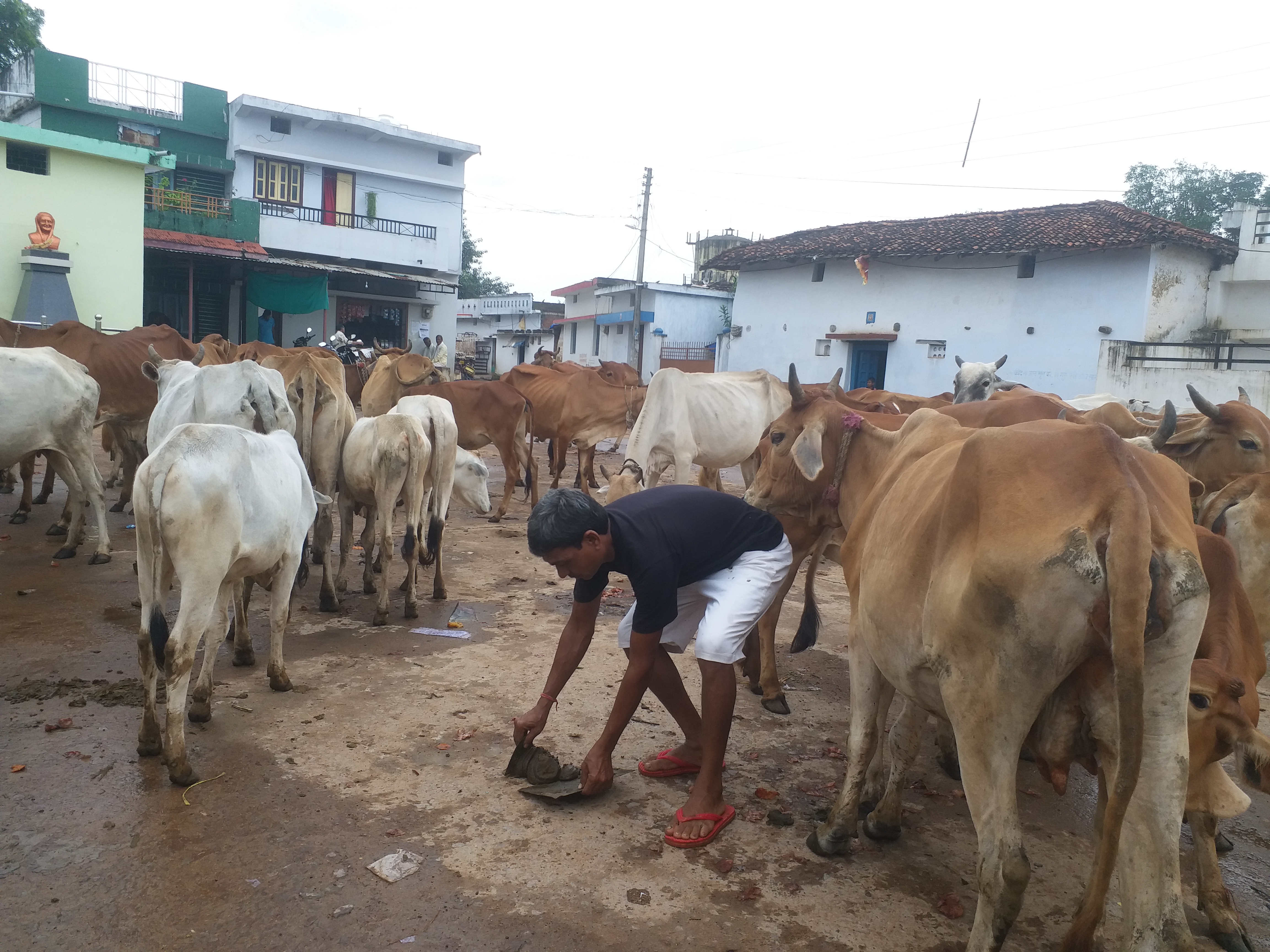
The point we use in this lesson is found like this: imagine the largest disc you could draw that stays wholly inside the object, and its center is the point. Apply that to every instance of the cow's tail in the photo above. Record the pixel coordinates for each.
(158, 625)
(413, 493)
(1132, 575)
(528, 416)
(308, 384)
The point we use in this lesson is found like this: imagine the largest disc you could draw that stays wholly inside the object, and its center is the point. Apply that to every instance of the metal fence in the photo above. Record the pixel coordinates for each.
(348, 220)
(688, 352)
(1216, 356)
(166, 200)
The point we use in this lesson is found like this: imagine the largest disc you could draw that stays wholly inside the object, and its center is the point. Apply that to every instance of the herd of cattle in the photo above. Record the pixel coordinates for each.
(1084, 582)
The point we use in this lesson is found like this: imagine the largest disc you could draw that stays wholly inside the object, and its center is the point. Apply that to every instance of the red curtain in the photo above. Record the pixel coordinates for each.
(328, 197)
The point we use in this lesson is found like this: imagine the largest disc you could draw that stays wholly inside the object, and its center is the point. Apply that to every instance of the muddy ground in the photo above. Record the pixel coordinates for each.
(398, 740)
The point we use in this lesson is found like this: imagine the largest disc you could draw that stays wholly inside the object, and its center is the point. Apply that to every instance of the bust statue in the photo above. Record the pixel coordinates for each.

* * * * * * * * *

## TASK ITEM
The expected output is the exact run of lines from the line with "of the muddy" through the last line of the material above.

## TASK ANSWER
The point we use in this lesson is found like this: imagine the largest disc you could draw that stays wholly inside the object, and its center is the point. Apply that to every instance of the muddy ground in the photo above. Record the pixel coordinates for each.
(398, 740)
The point we use in this lesson is found like this: imagine the largest disc you could draw that stays wholly inside the object, and its center is the point. Apply that to every instance of the bust statue in the photo above. Record the pixel coordinates for each.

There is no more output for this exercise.